--- HOW TO COMPLETE THIS TASK ---
Every record below is to be retyped exactly.

--- INFORMATION PROVIDED ---
^^^^^^^^^^^^^^^^
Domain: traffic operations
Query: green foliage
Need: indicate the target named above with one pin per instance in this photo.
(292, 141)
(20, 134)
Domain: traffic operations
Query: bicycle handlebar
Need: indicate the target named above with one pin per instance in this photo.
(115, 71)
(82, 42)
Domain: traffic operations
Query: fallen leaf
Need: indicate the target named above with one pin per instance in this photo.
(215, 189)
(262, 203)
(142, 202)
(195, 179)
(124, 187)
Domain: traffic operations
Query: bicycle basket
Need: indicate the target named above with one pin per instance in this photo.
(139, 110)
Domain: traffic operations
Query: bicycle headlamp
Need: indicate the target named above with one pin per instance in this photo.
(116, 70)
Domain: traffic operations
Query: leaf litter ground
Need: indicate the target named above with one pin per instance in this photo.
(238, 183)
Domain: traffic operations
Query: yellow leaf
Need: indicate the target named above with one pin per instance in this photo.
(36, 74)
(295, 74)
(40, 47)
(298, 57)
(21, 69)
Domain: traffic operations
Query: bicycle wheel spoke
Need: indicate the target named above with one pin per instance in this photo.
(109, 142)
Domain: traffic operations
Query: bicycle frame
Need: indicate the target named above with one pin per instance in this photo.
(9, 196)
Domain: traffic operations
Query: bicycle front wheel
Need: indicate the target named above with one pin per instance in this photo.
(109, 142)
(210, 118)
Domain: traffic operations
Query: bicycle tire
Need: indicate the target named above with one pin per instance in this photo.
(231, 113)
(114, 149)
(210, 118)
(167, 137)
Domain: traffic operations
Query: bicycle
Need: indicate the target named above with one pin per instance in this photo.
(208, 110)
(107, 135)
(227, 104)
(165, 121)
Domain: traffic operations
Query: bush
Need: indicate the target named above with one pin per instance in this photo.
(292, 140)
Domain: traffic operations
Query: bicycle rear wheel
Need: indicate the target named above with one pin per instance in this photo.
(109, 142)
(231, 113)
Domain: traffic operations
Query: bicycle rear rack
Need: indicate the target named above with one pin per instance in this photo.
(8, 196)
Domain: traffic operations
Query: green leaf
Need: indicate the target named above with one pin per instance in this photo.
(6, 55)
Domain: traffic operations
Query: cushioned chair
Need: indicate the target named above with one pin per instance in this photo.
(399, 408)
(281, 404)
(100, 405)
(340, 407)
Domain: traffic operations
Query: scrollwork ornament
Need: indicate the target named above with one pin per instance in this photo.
^^^^^^^^^^^^^^^^
--- RESPONSE ---
Domain: traffic operations
Query: green foliage
Need: indicate the target named above with one pin per instance in this photo.
(292, 141)
(20, 134)
Domain: traffic operations
Query: bicycle handlebar
Need: indicate the target named above with one pin per instance in this photo.
(115, 71)
(82, 42)
Domain: traffic operations
Query: fallen leaf
Need: indicate the target named above with one pin per instance in this photo.
(215, 189)
(262, 203)
(142, 202)
(195, 179)
(124, 187)
Domain: traffic operations
Query: bicycle basket
Need: indicate the target named above with one pin per instance in this photo.
(139, 110)
Domain: traffic operations
Query: bicycle headlamp
Need: indicate the target named above with one pin per instance in this photo.
(116, 70)
Domain: traffic operations
Query: leaf litter ground
Need: indicate the target named above with one pin per instance in this photo.
(238, 183)
Domain: traffic operations
Query: yellow leaf
Need: indicate the target named above with one pin per instance in this photo.
(36, 74)
(295, 74)
(40, 47)
(298, 57)
(21, 69)
Domain: traffic operations
Query: bicycle wheel spoke
Need: indicate the target named above with one pin per instance in this photo.
(109, 142)
Domain: traffic operations
Query: bicycle frame
Need: indicate the target named above with one pin per instance in this photo.
(9, 196)
Domain: traffic operations
Query: bicycle front wheel
Need: indicate the target named above with one pin per instance in this photo.
(109, 142)
(210, 118)
Domain: traffic operations
Query: bicycle tire
Need: indicate the target named above with one pin per instance in this photo.
(231, 113)
(114, 149)
(210, 118)
(167, 137)
Domain: traffic operations
Query: bicycle
Need: indicate the target named above with one pin per instance in this photo.
(208, 110)
(107, 135)
(227, 104)
(165, 121)
Domain: traffic operations
Query: bush
Need: indicate the target named above with one pin per instance in this photo.
(292, 140)
Domain: traffic operations
Query: bicycle rear wheel
Need: indicate the target named above with one pin per instance in this photo.
(109, 142)
(231, 113)
Domain: traffic operations
Query: bicycle rear rack
Need: indicate the target named above with one pin per instance in this photo.
(8, 196)
Domain: traffic operations
Query: green leaf
Need: indicate the target named above with one pin per instance in this photo.
(6, 55)
Domain: traffic operations
Query: cushioned chair
Need: indicate the target named above with one pin per instance in this photo.
(399, 408)
(281, 404)
(100, 405)
(340, 407)
Domain: traffic operations
Query: scrollwork ornament
Need: indicate the target named above with one pin per instance in this photo.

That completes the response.